» **Your instructions**
Rewrite the records below in full, putting "survey record" wherever "scouting log" appears and keeping everything else the same.
Records for this exercise start
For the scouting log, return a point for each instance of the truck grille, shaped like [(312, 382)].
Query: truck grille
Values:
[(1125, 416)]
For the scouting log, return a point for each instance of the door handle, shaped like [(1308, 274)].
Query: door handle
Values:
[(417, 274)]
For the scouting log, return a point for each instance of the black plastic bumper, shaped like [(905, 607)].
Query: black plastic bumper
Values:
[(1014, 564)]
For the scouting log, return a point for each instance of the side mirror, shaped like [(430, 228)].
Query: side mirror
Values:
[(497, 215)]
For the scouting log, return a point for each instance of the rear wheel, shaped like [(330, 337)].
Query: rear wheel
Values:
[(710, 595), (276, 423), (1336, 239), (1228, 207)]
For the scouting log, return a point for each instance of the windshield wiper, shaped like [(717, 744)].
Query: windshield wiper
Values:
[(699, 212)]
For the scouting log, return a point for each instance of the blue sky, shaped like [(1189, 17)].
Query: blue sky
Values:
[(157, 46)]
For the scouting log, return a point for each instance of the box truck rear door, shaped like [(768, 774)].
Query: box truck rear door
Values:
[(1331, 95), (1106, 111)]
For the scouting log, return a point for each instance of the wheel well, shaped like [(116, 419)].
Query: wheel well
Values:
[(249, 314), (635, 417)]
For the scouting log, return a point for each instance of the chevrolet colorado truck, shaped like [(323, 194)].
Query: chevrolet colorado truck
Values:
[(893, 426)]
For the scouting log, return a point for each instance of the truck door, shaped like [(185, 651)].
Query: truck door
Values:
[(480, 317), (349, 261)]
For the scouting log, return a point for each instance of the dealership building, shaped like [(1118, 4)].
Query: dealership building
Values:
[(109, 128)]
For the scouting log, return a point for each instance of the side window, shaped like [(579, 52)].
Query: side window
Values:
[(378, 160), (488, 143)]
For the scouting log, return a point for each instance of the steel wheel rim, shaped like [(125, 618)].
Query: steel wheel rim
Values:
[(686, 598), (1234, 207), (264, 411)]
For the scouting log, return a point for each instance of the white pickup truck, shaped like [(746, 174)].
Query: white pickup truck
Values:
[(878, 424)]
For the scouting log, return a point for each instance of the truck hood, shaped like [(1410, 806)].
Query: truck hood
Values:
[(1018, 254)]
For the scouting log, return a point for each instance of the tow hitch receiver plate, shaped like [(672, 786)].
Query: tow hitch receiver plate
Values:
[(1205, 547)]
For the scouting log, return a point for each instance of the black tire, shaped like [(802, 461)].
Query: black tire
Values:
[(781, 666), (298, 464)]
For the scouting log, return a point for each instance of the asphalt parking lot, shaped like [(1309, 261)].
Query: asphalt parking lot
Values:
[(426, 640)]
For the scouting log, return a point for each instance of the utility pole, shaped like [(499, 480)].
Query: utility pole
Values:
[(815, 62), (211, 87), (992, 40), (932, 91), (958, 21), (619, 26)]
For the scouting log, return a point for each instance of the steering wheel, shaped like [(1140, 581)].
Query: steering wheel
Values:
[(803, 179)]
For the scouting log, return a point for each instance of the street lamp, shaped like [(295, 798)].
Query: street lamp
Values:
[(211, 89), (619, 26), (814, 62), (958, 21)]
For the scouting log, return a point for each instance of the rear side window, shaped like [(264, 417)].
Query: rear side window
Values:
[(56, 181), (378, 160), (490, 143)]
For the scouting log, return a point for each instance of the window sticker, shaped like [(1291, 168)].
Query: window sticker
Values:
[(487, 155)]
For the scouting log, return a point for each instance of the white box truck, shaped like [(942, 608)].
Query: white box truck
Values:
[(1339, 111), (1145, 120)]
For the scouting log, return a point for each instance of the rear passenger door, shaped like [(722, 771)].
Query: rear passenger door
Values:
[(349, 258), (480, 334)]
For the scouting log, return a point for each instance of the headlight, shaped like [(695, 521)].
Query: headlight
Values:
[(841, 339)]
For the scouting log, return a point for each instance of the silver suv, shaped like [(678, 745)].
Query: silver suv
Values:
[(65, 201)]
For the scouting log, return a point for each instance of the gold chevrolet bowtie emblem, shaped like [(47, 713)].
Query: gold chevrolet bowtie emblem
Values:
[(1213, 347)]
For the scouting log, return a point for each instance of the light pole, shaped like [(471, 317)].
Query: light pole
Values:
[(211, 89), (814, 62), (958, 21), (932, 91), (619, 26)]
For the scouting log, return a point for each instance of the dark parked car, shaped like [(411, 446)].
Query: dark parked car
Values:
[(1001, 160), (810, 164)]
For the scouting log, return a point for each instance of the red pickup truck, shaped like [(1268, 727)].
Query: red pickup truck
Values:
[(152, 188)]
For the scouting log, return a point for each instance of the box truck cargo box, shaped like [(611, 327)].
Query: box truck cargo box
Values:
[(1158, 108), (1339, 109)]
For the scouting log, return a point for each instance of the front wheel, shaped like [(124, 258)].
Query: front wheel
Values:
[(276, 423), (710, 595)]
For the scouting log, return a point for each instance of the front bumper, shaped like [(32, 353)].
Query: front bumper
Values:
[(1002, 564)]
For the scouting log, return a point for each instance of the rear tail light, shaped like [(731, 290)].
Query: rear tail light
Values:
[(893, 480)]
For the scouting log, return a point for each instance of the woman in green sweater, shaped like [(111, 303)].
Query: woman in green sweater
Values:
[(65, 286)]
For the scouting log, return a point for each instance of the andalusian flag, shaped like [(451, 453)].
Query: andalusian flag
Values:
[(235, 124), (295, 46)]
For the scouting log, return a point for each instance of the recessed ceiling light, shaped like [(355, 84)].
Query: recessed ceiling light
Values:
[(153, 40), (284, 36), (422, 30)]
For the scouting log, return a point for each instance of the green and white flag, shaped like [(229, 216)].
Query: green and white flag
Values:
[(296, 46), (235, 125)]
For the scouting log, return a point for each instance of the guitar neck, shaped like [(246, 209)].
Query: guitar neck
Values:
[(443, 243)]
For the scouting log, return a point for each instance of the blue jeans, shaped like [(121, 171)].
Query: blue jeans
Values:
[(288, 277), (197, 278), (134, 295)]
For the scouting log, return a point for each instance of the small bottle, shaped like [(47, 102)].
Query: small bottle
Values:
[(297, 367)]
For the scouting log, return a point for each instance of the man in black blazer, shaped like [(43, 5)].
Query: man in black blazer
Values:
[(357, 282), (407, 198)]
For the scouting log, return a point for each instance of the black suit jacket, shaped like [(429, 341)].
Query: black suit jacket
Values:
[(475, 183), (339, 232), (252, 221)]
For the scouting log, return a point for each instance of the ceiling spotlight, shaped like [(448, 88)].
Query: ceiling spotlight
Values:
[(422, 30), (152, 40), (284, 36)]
Records for this exercise end
» **Solution to this problem**
For the survey record, return a point for each instance of the truck grille, shaped like [(312, 382)].
Query: truck grille
Values:
[(1125, 416)]
For the survey record, return a point for each instance of the door handle, shaped like [(1308, 274)].
Query: door handle
Values:
[(417, 274)]
For the survey record, return a point for each instance of the black plastic bumper, shaped like [(905, 607)].
Query: black plastic bumper
Values:
[(1014, 564)]
For the survey record, return a point for each instance of the side mirror, shaped like [(430, 228)].
Query: side mirror
Values:
[(497, 215)]
For the survey record, return a point for each instance of the rear wheel, shaped like [(330, 337)].
Query: rear wheel
Values:
[(710, 595), (276, 423), (1336, 239), (1228, 207)]
For the survey record, return a point for each instance of the windshield wiper, shaped like [(717, 744)].
Query: windshield wiper
Values:
[(699, 212)]
For the survey record, return a point for each instance of the blue sky, shaped like [(1189, 17)].
Query: blue sky
Values:
[(157, 46)]
For the survey record, return a point for each instance of the box truck rear door, shaped like [(768, 774)].
Query: box truck rear door
Values:
[(1331, 95), (1106, 111)]
For the survey record, return a point for each instance of the wheel well, shaped like [(116, 419)].
Query: wheel well
Values:
[(249, 314), (635, 417)]
For the survey record, return a point for each instance of the chevrolet colorado truck, shaped like [(323, 194)].
Query: chevrolet colorado truck
Values:
[(893, 426)]
For the survey record, return a point for each instance of the truck door, shaped like [(185, 651)].
Query: truck door
Values:
[(480, 317), (349, 261)]
For the survey record, return a point for each instance of the dealership building, shaped like [(1118, 4)].
Query: dealership building
Values:
[(109, 128)]
For the survey record, return a point for each instance of the side window, shaped like [(579, 52)].
Query: side window
Values:
[(378, 160), (488, 143)]
For the survey record, return a point for each instance of the steel wheel rim, shaped like [(125, 618)].
Query: steel wheel rim
Values:
[(686, 598), (1234, 207), (264, 411)]
For the survey record, return a point for each instance of the white pickup truck, shaped like [(746, 174)].
Query: white pickup truck
Values:
[(878, 424)]
For the survey record, return a point for each instance of the truck hood, shaped like [(1410, 806)].
Query: truck hood
Values:
[(1018, 254)]
For the survey record, return a point for each instance of the tow hitch receiver plate, shaped like [(672, 786)].
Query: tow hitch receiver plate
Values:
[(1205, 547)]
For the survey record, return a point for each instance of the black tire, shaped like [(802, 461)].
Query: black tire
Values:
[(781, 666), (298, 464)]
For the survey record, return a point for each instance of the asphalt parking lot, shaped like [(1309, 261)].
Query: asphalt parking lot
Values:
[(426, 640)]
For the survey record, return a point for each instance of the utility pole, shaped like [(499, 480)].
Query: utility pole
Values:
[(815, 62), (211, 87), (992, 40), (932, 91), (958, 21), (619, 26)]
For the survey record, return a point for each instance of the steering wheel, shaped like [(1140, 581)].
Query: steering wheel
Values:
[(803, 179)]
For the survey record, return a point for each instance of the street lamp, shaped like [(295, 798)].
Query: street lamp
Values:
[(211, 89), (619, 26), (814, 62), (958, 21)]
For the survey record, return a point for each instance of the rear side window, shaped like [(264, 417)].
Query: rear side window
Values:
[(56, 181), (378, 160), (490, 143)]
For the survey record, return a point for each instance of the window sticker, shaped like [(1291, 168)].
Query: window sticker
Values:
[(487, 155)]
For the survey record, return a point for each instance of the white box truck, shaped like [(942, 608)].
Query: white box truck
Values:
[(1339, 111), (1145, 120)]
For the survey record, return a point for each instance of the rear passenger door, shaped like [(722, 771)].
Query: rear passenger door
Values:
[(349, 258), (480, 334)]
For the survey record, return a point for each instance of the headlight, shaped like [(695, 521)].
Query: headlight
Values:
[(841, 339)]
For the survey record, return a point for each instance of the silver suv, shaped like [(678, 745)].
Query: silver suv
Values:
[(65, 201)]
For the survey record, return a point for each instance of the gold chevrolet bowtie emblem, shaped like [(47, 713)].
Query: gold chevrolet bowtie emblem
Values:
[(1213, 347)]
For the survey record, return a point for each instance of the light pole, shaped like [(471, 317)].
Query: light pole
Values:
[(211, 89), (814, 62), (958, 21), (932, 91), (619, 26)]
For the survey record, return a point for each instance of the dark parked car, shaped like [(411, 446)].
Query: dark parked car
Values:
[(1001, 160), (810, 164)]
For the survey record, return a point for each instance of the red pickup truck, shaped like [(1268, 727)].
Query: red pickup truck
Values:
[(152, 188)]
For the survey record, return a point for each instance of the box truck cargo box, shaped like [(611, 327)].
Query: box truck cargo box
Values:
[(1158, 108), (1339, 109)]
For the survey record, return a point for each instance of the front wheel, shaped like [(124, 258)].
Query: front wheel
Values:
[(276, 423), (710, 595)]
For the survey record, return a point for each instance of the front bumper, shaped like [(32, 353)].
Query: front bumper
Values:
[(1002, 564)]
For the survey record, return a point for each instance of the rear tail light, shaped like [(731, 290)].
Query: rear tail light
Values:
[(893, 480)]
For the survey record, return a point for each instance of the woman in green sweater, shaped like [(111, 303)].
Query: woman in green sweater
Values:
[(65, 286)]
For the survey record, return a point for each instance of the andalusian flag, shaped like [(451, 453)].
Query: andalusian flag
Values:
[(235, 124), (295, 46)]
For the survey record, return a point for each instance of the recessed ceiling light, shaped like [(355, 84)].
Query: recessed ceiling light
Values:
[(153, 40), (284, 36), (422, 30)]
For the survey record, return a point for each instance of the green and white flag, shaped like [(229, 216)].
Query: green and white flag
Values:
[(296, 46), (235, 125)]
For the survey record, return a point for each instance of the guitar neck, shaped like [(246, 209)].
Query: guitar neck
Values:
[(443, 243)]
For the survey record, return a point for each instance of the blue jeans, shaped like [(121, 171)].
Query: blue jeans
Values:
[(288, 277), (197, 278), (134, 295)]
For the survey record, return a point for each instance of the small bottle, shaped like [(47, 102)].
Query: small bottle
Values:
[(297, 367)]
For the survey record, return a point for each instance of the man in black blazer, shaped like [(43, 5)].
Query: man in black blazer
Values:
[(357, 282), (407, 198)]
For the survey record, return a point for each instance of the black suit jacket, shaped like [(429, 341)].
Query: black suit jacket
Values:
[(475, 183), (339, 232), (252, 221)]
For the survey record, return a point for each instance of the ceiling spotlight, shaped like [(448, 88)].
Query: ceiling spotlight
Values:
[(422, 30), (152, 40), (284, 36)]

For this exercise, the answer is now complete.